## begin PROVIDED MATERIAL
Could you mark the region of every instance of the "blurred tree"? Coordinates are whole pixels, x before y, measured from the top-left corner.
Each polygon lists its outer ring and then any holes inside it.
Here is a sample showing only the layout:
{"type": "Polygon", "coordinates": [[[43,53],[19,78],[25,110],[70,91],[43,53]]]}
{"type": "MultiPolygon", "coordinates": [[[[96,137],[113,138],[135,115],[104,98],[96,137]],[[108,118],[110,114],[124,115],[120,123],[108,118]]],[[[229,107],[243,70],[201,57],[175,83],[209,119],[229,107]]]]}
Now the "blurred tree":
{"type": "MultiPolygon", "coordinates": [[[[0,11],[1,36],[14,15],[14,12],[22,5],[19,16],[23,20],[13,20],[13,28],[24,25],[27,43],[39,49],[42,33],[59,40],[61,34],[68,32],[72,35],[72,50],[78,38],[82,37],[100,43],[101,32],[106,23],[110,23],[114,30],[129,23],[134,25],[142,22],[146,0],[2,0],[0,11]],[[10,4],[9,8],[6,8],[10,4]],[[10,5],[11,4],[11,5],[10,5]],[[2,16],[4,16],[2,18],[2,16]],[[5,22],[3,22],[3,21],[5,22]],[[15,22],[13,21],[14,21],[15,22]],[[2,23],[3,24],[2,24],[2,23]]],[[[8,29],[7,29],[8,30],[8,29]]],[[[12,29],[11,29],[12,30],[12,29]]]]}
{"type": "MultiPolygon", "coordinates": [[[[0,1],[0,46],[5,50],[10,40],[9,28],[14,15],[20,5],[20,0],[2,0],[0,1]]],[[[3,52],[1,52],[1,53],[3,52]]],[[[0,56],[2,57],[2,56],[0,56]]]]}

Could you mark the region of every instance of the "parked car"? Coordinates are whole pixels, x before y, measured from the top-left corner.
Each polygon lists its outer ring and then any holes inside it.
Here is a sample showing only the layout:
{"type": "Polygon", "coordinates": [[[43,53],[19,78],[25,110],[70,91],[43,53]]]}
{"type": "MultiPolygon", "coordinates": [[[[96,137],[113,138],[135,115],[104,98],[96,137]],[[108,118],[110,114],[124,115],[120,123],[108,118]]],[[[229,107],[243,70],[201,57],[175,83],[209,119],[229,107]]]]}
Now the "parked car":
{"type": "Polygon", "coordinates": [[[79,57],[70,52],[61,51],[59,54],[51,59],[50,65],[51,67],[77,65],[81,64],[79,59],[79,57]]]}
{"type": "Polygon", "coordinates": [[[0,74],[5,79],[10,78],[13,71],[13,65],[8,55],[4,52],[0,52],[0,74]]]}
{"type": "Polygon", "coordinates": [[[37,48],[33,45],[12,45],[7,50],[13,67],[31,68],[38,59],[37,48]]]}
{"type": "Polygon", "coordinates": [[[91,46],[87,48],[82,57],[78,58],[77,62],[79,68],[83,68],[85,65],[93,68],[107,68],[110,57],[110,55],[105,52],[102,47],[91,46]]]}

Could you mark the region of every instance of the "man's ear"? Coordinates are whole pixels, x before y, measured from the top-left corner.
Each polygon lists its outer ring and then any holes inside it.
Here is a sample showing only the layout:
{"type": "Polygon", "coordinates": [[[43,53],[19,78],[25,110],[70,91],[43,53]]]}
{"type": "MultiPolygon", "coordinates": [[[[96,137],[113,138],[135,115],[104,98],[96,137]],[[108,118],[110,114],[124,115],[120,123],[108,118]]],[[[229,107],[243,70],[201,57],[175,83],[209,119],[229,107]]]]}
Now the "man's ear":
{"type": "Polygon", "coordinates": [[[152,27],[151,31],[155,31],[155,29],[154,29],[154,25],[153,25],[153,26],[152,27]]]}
## end PROVIDED MATERIAL
● **GOAL**
How many lines in the entries above contain the word "Could"? Reply with the number alone.

● **REPLY TO THE EXERCISE**
3